*** Document passage ***
I have had three of the busiest weeks that I can remember in a while.

In these three weeks I have arranged a Conference, written and delivered an academic paper, arranged, and attended, our denomination's education meetings, written numerous reports, attended more 'regular' meetings than I remember, planned for the new term, been for surgery, preached and spoken on more than 10 occasions, marked (graded) over 100 papers, written a book review (Wes, you know how I do it ;-), taught regular classes, traveled to two other provinces, watched 'Amazing Grace' (it was great! I cried), and managed to eat, sleep, and still fetch Courtney from school when I was in town...

The pace has meant that I have not had even half a day, let alone a whole day, off in over a month. Today, however, I was free! It felt great, I lay in bed until after 8am, got up, watched a bit of TV, read a little, and then hopped on my Vespa for a ride! The weather was great, the Vespa is orange, and so is my leather jacket. What could possibly be better!?

Isn't she a beauty!? I always feel SO ALIVE when I am on this bike (perhaps that is because her breaks are so bad that I am constantly close to death!)

Megie, Courts, her friend Tamika, Liam and I went to Menlyn Park to play tenpin bowls! It was great!!! I am blessed with an incredibly patient and loving family! Thank you guys, I love you! They understand that I love to work, that I love God and want to make a difference, they understand that I don't sleep, and that not sleeping makes me grumpy, but they love me anyway.

Then we went and had some lunch at Mug and Bean.... This is what Liam thought of my conversation with him over lunch (we discussed Boethius' amendments to Augustine's traditional 'just war theory'):

Ha ha! Dad, you're a scream Dad! Don't make me laugh I may just... Ooopps too late. Have you got a clean nappy!?

Tonight we will be showing the Bono (from U2) interview with Bill Hybels in our evening service at Bryanston Methodist Church. It is set to be an incredible evening. I am looking forward to being there with my new friends from Cambridge who are visiting us for a while, Michael and Barry.
*** Recorded data ***
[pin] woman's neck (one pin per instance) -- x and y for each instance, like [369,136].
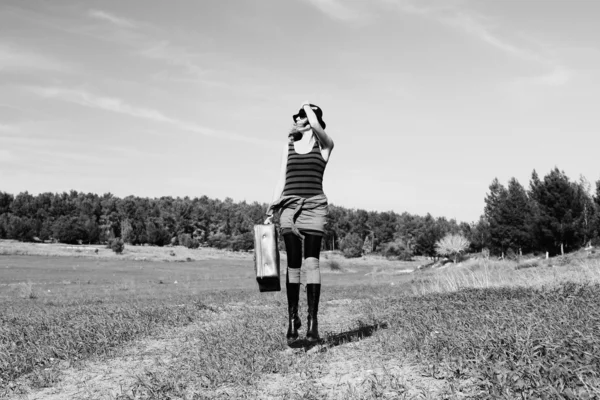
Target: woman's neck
[306,137]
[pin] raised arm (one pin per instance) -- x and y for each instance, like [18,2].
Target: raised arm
[325,140]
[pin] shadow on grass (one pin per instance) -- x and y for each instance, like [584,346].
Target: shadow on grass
[332,340]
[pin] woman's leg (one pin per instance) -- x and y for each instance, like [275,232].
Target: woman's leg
[293,247]
[312,250]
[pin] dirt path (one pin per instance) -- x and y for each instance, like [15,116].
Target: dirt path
[338,370]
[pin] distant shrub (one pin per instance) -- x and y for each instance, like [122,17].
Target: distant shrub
[452,245]
[117,245]
[352,245]
[218,240]
[186,240]
[511,255]
[334,265]
[397,250]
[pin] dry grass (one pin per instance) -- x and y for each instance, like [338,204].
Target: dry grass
[483,274]
[480,329]
[131,253]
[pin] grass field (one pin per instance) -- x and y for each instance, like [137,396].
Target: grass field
[94,325]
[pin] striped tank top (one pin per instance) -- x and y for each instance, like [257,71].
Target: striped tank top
[304,172]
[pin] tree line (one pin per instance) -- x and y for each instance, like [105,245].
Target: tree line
[555,214]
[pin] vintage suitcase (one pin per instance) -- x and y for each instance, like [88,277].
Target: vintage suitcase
[266,258]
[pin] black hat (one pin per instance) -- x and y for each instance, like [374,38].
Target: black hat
[318,113]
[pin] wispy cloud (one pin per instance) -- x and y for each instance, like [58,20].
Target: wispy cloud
[340,10]
[142,37]
[557,77]
[174,55]
[478,26]
[8,128]
[113,19]
[116,105]
[14,58]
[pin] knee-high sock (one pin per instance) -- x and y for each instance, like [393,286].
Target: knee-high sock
[294,275]
[313,273]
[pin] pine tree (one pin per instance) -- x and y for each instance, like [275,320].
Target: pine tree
[495,214]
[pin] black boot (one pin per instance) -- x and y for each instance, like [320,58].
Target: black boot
[293,293]
[313,292]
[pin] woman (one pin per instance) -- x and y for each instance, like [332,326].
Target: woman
[303,205]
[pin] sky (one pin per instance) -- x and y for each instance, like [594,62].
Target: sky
[427,101]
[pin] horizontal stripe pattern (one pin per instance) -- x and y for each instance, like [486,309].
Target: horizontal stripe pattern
[304,172]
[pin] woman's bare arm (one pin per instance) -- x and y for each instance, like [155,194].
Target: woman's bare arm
[278,191]
[325,140]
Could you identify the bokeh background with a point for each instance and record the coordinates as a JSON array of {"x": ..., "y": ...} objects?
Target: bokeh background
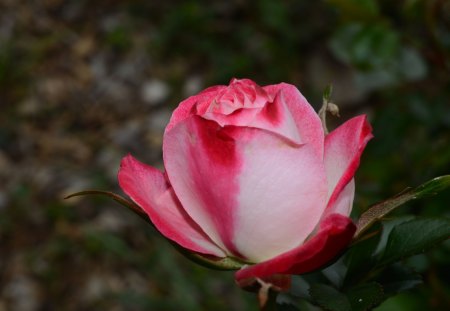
[{"x": 82, "y": 83}]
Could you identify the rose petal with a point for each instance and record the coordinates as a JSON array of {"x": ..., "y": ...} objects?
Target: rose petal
[
  {"x": 335, "y": 233},
  {"x": 273, "y": 117},
  {"x": 202, "y": 165},
  {"x": 148, "y": 188},
  {"x": 251, "y": 192},
  {"x": 187, "y": 106},
  {"x": 343, "y": 149},
  {"x": 306, "y": 119}
]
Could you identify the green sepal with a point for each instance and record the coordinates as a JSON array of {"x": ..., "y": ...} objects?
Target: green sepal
[
  {"x": 118, "y": 198},
  {"x": 378, "y": 211}
]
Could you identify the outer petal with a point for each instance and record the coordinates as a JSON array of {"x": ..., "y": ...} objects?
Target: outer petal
[
  {"x": 343, "y": 149},
  {"x": 251, "y": 192},
  {"x": 335, "y": 233},
  {"x": 148, "y": 188},
  {"x": 306, "y": 119}
]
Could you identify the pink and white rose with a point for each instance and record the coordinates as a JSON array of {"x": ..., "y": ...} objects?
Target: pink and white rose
[{"x": 251, "y": 175}]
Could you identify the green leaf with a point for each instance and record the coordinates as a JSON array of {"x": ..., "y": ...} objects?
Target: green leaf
[
  {"x": 329, "y": 298},
  {"x": 365, "y": 296},
  {"x": 381, "y": 209},
  {"x": 397, "y": 278},
  {"x": 414, "y": 237},
  {"x": 327, "y": 93}
]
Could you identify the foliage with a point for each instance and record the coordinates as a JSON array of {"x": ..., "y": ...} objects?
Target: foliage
[{"x": 71, "y": 78}]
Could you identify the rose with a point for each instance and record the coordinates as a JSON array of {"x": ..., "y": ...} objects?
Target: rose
[{"x": 250, "y": 175}]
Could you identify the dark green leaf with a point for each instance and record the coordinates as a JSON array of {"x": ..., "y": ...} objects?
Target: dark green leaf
[
  {"x": 398, "y": 278},
  {"x": 380, "y": 210},
  {"x": 360, "y": 258},
  {"x": 329, "y": 298},
  {"x": 414, "y": 237},
  {"x": 365, "y": 296}
]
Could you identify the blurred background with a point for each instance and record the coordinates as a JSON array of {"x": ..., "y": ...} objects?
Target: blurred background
[{"x": 82, "y": 83}]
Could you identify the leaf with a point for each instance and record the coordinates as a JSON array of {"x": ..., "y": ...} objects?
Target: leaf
[
  {"x": 360, "y": 258},
  {"x": 397, "y": 278},
  {"x": 119, "y": 199},
  {"x": 365, "y": 296},
  {"x": 329, "y": 298},
  {"x": 381, "y": 209},
  {"x": 414, "y": 237}
]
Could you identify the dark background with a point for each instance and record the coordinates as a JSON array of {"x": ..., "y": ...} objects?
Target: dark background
[{"x": 82, "y": 83}]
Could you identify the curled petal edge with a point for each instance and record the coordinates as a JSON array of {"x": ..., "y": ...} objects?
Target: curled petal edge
[{"x": 334, "y": 235}]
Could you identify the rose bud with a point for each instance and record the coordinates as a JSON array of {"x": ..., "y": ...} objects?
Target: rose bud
[{"x": 250, "y": 176}]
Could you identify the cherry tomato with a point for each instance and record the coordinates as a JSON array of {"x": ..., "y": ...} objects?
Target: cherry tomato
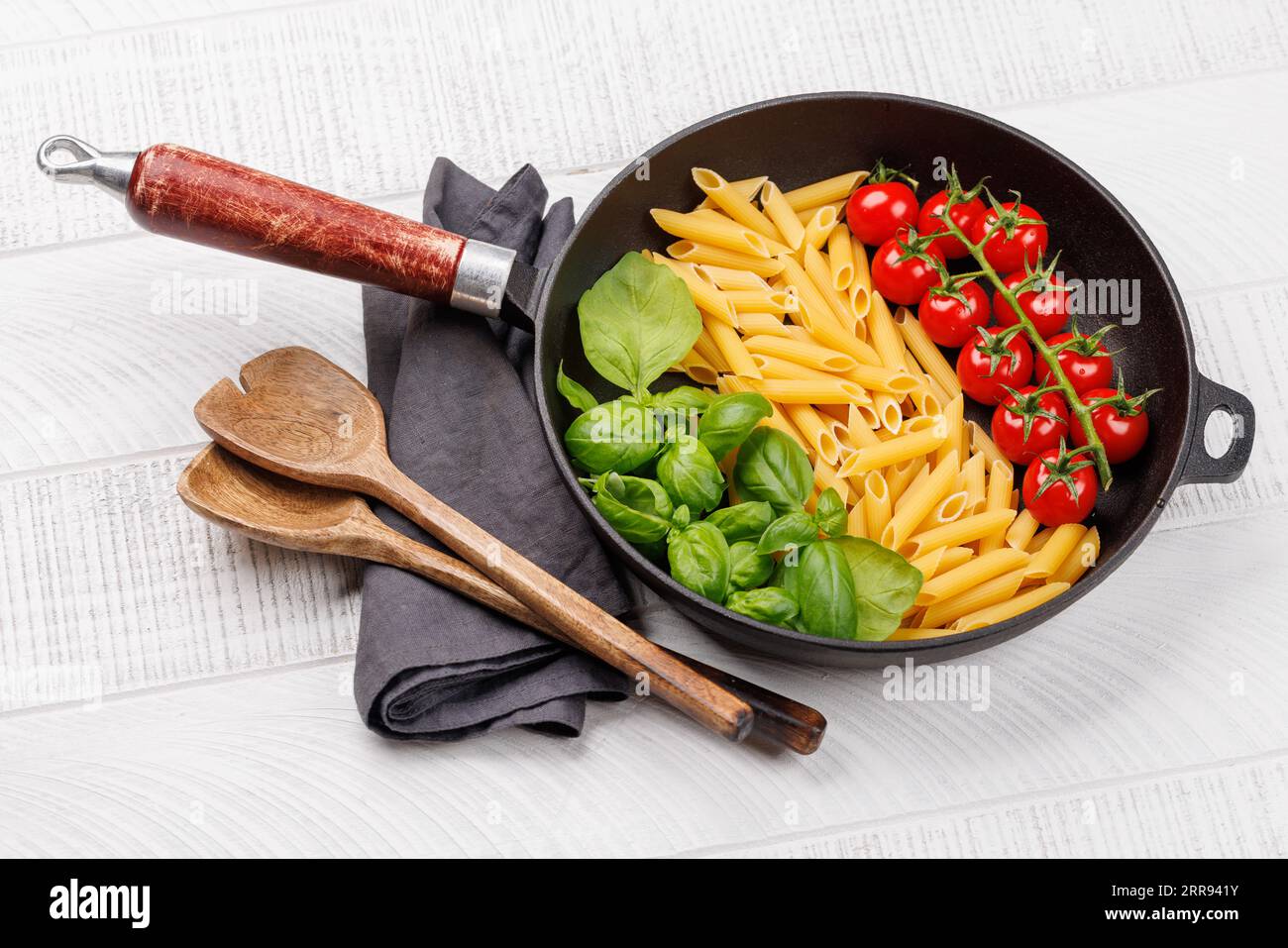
***
▸ **Action item**: Transcribe everything from "In these three" down to "was in town..." in the day-off passage above.

▸ **Worked solution**:
In these three weeks I have arranged a Conference, written and delivered an academic paper, arranged, and attended, our denomination's education meetings, written numerous reports, attended more 'regular' meetings than I remember, planned for the new term, been for surgery, preached and spoken on more than 10 occasions, marked (graded) over 100 papers, written a book review (Wes, you know how I do it ;-), taught regular classes, traveled to two other provinces, watched 'Amazing Grace' (it was great! I cried), and managed to eat, sleep, and still fetch Courtney from school when I was in town...